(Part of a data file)
+++++
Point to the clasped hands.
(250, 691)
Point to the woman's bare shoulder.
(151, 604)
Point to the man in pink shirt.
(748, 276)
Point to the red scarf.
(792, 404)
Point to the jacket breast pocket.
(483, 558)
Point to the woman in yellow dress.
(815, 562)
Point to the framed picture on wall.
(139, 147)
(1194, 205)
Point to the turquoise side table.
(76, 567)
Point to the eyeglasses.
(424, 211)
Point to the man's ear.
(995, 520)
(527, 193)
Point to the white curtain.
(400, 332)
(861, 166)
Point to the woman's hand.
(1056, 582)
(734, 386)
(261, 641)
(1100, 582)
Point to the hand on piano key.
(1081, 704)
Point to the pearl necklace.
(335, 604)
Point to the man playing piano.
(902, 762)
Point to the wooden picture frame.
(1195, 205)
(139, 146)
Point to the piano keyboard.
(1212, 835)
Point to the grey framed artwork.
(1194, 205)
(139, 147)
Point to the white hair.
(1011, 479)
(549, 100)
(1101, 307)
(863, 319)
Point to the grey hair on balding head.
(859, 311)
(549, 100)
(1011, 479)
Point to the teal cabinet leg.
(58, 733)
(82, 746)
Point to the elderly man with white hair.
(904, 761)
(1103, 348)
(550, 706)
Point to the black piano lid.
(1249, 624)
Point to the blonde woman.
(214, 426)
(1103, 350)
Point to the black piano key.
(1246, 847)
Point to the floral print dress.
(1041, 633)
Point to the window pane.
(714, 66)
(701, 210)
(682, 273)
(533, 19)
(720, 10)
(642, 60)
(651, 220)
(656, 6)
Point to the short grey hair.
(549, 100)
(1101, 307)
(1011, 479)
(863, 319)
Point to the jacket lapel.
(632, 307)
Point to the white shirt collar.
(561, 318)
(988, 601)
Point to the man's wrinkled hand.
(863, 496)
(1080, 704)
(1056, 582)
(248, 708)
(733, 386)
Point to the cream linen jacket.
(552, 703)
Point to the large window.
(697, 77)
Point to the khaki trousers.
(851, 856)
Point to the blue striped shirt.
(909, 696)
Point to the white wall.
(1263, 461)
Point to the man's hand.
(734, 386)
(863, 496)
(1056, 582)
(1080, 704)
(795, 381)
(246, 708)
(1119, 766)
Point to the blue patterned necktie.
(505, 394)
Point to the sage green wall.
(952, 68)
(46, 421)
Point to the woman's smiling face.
+++++
» **WHAT THE TASK ASKS**: Rewrite the lines from the one containing "Point to the man's wrinkled hand." through the end of the data as a JSON list of strings, with one string per line and blank lines omitted.

» **TASK ANSWER**:
[
  "Point to the man's wrinkled hand.",
  "(863, 496)",
  "(1080, 704)",
  "(1056, 582)",
  "(248, 708)",
  "(733, 386)",
  "Point to the cream linen jacket.",
  "(552, 703)",
  "Point to the large window.",
  "(697, 77)",
  "Point to the khaki trousers.",
  "(851, 856)",
  "Point to the blue striped shirt.",
  "(909, 696)",
  "Point to the white wall.",
  "(1263, 461)",
  "Point to the man's hand.",
  "(734, 386)",
  "(863, 496)",
  "(1056, 582)",
  "(1080, 704)",
  "(795, 381)",
  "(246, 708)",
  "(1119, 766)",
  "Point to the blue patterned necktie.",
  "(505, 394)",
  "Point to the sage green wall.",
  "(952, 68)",
  "(46, 421)",
  "Point to the woman's smiling face."
]